Your instructions: Your reply should be the entries, output word for word, with each picture omitted.

Exercise data:
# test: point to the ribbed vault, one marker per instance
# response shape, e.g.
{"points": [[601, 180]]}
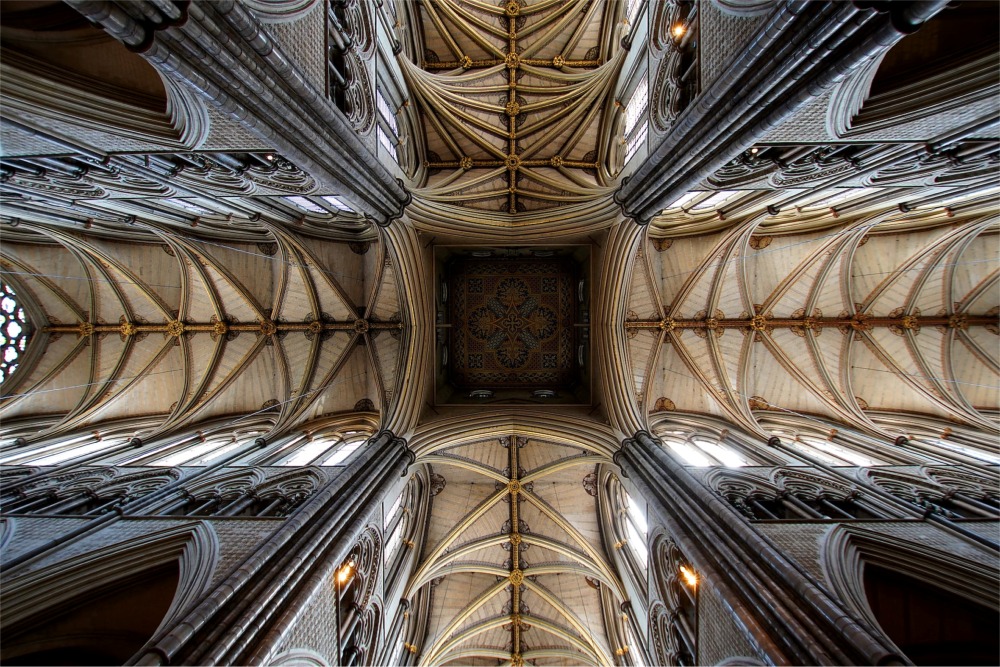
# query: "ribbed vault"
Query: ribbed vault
{"points": [[831, 323], [513, 556], [516, 101], [189, 329]]}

Problem solution:
# test: point to the ribbed vault, one marker per instance
# response shape, e.g.
{"points": [[601, 180]]}
# query: "ribbed vault"
Query: ribbed vault
{"points": [[831, 323], [513, 556], [516, 101], [189, 329]]}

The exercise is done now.